**What to produce**:
Could you put each line of the entries below into a Markdown table with a Row column numbering the rows and a Line column holding the text, skipping blank lines? Leave the pictures out of the answer.

**The data**:
- - -

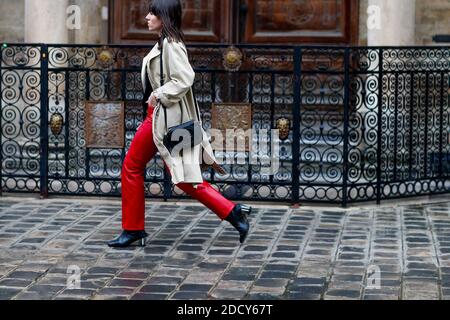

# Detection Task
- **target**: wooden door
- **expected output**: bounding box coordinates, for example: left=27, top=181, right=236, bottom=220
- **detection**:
left=109, top=0, right=231, bottom=44
left=109, top=0, right=359, bottom=45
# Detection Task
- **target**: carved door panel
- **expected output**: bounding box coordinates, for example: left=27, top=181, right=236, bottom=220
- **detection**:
left=240, top=0, right=359, bottom=44
left=109, top=0, right=231, bottom=44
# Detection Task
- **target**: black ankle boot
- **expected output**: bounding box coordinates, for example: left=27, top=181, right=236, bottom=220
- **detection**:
left=108, top=230, right=148, bottom=248
left=225, top=204, right=252, bottom=243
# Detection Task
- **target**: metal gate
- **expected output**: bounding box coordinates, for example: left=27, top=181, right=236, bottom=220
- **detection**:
left=0, top=44, right=450, bottom=206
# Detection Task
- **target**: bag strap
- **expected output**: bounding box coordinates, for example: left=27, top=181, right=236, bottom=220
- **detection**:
left=159, top=39, right=201, bottom=131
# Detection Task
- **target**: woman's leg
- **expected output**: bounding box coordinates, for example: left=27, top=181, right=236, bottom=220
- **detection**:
left=164, top=164, right=236, bottom=220
left=177, top=181, right=235, bottom=220
left=122, top=105, right=157, bottom=231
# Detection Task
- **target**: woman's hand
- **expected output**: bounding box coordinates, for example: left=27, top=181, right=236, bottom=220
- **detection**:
left=147, top=92, right=157, bottom=106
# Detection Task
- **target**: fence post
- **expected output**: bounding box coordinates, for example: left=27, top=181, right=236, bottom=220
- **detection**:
left=292, top=46, right=302, bottom=204
left=342, top=47, right=350, bottom=208
left=40, top=44, right=48, bottom=199
left=0, top=45, right=2, bottom=197
left=377, top=48, right=384, bottom=204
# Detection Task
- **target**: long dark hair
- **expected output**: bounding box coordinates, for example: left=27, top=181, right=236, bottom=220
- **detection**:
left=149, top=0, right=184, bottom=47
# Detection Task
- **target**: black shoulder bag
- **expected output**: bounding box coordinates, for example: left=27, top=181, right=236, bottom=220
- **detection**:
left=160, top=41, right=203, bottom=152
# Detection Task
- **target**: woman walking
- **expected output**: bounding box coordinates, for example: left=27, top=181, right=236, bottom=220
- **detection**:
left=108, top=0, right=252, bottom=247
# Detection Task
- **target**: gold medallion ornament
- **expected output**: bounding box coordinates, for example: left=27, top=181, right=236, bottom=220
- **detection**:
left=223, top=46, right=242, bottom=71
left=49, top=112, right=64, bottom=136
left=276, top=117, right=291, bottom=140
left=97, top=46, right=114, bottom=69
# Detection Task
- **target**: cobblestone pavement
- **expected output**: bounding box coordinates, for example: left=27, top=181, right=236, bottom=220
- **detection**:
left=0, top=196, right=450, bottom=299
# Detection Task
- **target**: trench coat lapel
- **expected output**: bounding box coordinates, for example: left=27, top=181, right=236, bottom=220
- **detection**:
left=141, top=43, right=161, bottom=92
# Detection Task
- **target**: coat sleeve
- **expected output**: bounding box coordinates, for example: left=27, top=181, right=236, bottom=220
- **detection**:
left=155, top=41, right=195, bottom=108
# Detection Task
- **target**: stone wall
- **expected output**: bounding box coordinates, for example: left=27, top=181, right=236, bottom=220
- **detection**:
left=0, top=0, right=25, bottom=42
left=412, top=0, right=450, bottom=45
left=0, top=0, right=450, bottom=45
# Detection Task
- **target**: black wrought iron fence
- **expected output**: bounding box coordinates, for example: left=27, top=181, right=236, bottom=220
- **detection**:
left=0, top=44, right=450, bottom=206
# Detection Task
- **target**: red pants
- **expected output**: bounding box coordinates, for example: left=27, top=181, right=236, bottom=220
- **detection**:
left=122, top=105, right=235, bottom=231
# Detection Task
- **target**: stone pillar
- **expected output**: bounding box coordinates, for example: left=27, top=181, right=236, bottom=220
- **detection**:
left=367, top=0, right=416, bottom=46
left=71, top=0, right=108, bottom=44
left=25, top=0, right=69, bottom=43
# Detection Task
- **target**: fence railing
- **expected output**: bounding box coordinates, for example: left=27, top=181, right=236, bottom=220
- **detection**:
left=0, top=44, right=450, bottom=206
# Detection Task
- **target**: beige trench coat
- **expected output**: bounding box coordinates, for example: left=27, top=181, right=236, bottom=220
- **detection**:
left=142, top=38, right=223, bottom=184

- - -

**Solution for this problem**:
| Row | Line |
|---|---|
| 1 | # Detection Task |
| 2 | - **target**: wooden door |
| 3 | - **expected output**: bounding box coordinates, for example: left=27, top=181, right=236, bottom=220 |
| 4 | - **detection**: |
| 5 | left=109, top=0, right=231, bottom=44 |
| 6 | left=109, top=0, right=359, bottom=45 |
| 7 | # Detection Task |
| 8 | - **target**: carved door panel |
| 9 | - **expected output**: bounding box coordinates, for example: left=27, top=181, right=236, bottom=220 |
| 10 | - **detection**: |
| 11 | left=240, top=0, right=359, bottom=44 |
| 12 | left=109, top=0, right=231, bottom=44 |
| 13 | # Detection Task |
| 14 | - **target**: black ankle boot |
| 15 | - **expected output**: bounding box coordinates, for example: left=27, top=181, right=236, bottom=220 |
| 16 | - **detection**: |
| 17 | left=108, top=230, right=148, bottom=248 |
| 18 | left=225, top=204, right=252, bottom=243 |
| 19 | # Detection Task |
| 20 | - **target**: metal gate |
| 21 | - **expected output**: bounding box coordinates, for example: left=27, top=181, right=236, bottom=220 |
| 22 | - **detection**: |
| 23 | left=0, top=44, right=450, bottom=206 |
| 24 | # Detection Task |
| 25 | - **target**: bag strap |
| 26 | - **expected output**: bounding box coordinates, for example: left=27, top=181, right=236, bottom=220 |
| 27 | - **detection**: |
| 28 | left=159, top=39, right=201, bottom=131 |
| 29 | # Detection Task |
| 30 | - **target**: woman's leg |
| 31 | - **expected output**: bounding box coordinates, for example: left=27, top=181, right=236, bottom=220 |
| 32 | - **detection**: |
| 33 | left=164, top=164, right=236, bottom=220 |
| 34 | left=177, top=181, right=235, bottom=220 |
| 35 | left=122, top=105, right=157, bottom=231 |
| 36 | # Detection Task |
| 37 | - **target**: woman's hand |
| 38 | - **expected output**: bounding box coordinates, for example: left=27, top=181, right=236, bottom=220 |
| 39 | - **detection**: |
| 40 | left=147, top=92, right=157, bottom=106 |
| 41 | # Detection Task |
| 42 | - **target**: fence post |
| 43 | - **expected output**: bounding box coordinates, for example: left=27, top=181, right=236, bottom=220 |
| 44 | - **detection**: |
| 45 | left=292, top=46, right=302, bottom=204 |
| 46 | left=342, top=47, right=350, bottom=208 |
| 47 | left=40, top=44, right=48, bottom=199 |
| 48 | left=0, top=45, right=2, bottom=197 |
| 49 | left=377, top=48, right=384, bottom=204 |
| 50 | # Detection Task |
| 51 | - **target**: long dark hair |
| 52 | - **expected output**: bounding box coordinates, for example: left=27, top=181, right=236, bottom=220 |
| 53 | - **detection**: |
| 54 | left=149, top=0, right=184, bottom=47 |
| 55 | # Detection Task |
| 56 | - **target**: black shoulder bag |
| 57 | - **expected output**: bounding box coordinates, for example: left=27, top=181, right=236, bottom=220 |
| 58 | - **detection**: |
| 59 | left=160, top=41, right=203, bottom=152 |
| 60 | # Detection Task |
| 61 | - **target**: woman walking |
| 62 | - **expected output**: bounding box coordinates, for example: left=27, top=181, right=236, bottom=220 |
| 63 | - **detection**: |
| 64 | left=108, top=0, right=252, bottom=247 |
| 65 | # Detection Task |
| 66 | - **target**: gold medallion ornament |
| 67 | - **expected output**: bounding box coordinates, for example: left=27, top=181, right=236, bottom=220 |
| 68 | - **detection**: |
| 69 | left=223, top=46, right=242, bottom=71 |
| 70 | left=49, top=112, right=64, bottom=136 |
| 71 | left=276, top=117, right=291, bottom=140 |
| 72 | left=97, top=46, right=114, bottom=69 |
| 73 | # Detection Task |
| 74 | - **target**: cobblestone pavement |
| 75 | - **expected output**: bounding box coordinates, for example: left=27, top=181, right=236, bottom=220 |
| 76 | - **detection**: |
| 77 | left=0, top=196, right=450, bottom=299 |
| 78 | # Detection Task |
| 79 | - **target**: trench coat lapel |
| 80 | - **expected output**: bounding box coordinates, for example: left=27, top=181, right=236, bottom=220 |
| 81 | - **detection**: |
| 82 | left=141, top=43, right=161, bottom=92 |
| 83 | # Detection Task |
| 84 | - **target**: coat sleeve |
| 85 | - **expected output**: bounding box coordinates, for example: left=27, top=181, right=236, bottom=220 |
| 86 | - **detection**: |
| 87 | left=155, top=41, right=195, bottom=108 |
| 88 | # Detection Task |
| 89 | - **target**: stone wall |
| 90 | - **expected output**: bounding box coordinates, for example: left=27, top=181, right=236, bottom=220 |
| 91 | - **detection**: |
| 92 | left=0, top=0, right=25, bottom=42 |
| 93 | left=412, top=0, right=450, bottom=45 |
| 94 | left=0, top=0, right=450, bottom=45 |
| 95 | # Detection Task |
| 96 | - **target**: black wrought iron fence |
| 97 | - **expected output**: bounding box coordinates, for example: left=27, top=181, right=236, bottom=220 |
| 98 | - **detection**: |
| 99 | left=0, top=44, right=450, bottom=206 |
| 100 | # Detection Task |
| 101 | - **target**: red pants |
| 102 | - **expected output**: bounding box coordinates, for example: left=27, top=181, right=236, bottom=220 |
| 103 | - **detection**: |
| 104 | left=122, top=105, right=235, bottom=231 |
| 105 | # Detection Task |
| 106 | - **target**: stone pillar |
| 107 | - **expected output**: bounding box coordinates, for example: left=27, top=181, right=236, bottom=220 |
| 108 | - **detection**: |
| 109 | left=367, top=0, right=416, bottom=46 |
| 110 | left=71, top=0, right=108, bottom=44 |
| 111 | left=25, top=0, right=69, bottom=43 |
| 112 | # Detection Task |
| 113 | - **target**: fence railing |
| 114 | - **expected output**: bounding box coordinates, for example: left=27, top=181, right=236, bottom=220 |
| 115 | - **detection**: |
| 116 | left=0, top=44, right=450, bottom=206 |
| 117 | # Detection Task |
| 118 | - **target**: beige trench coat |
| 119 | - **expected output**: bounding box coordinates, for example: left=27, top=181, right=236, bottom=220 |
| 120 | - **detection**: |
| 121 | left=142, top=38, right=223, bottom=184 |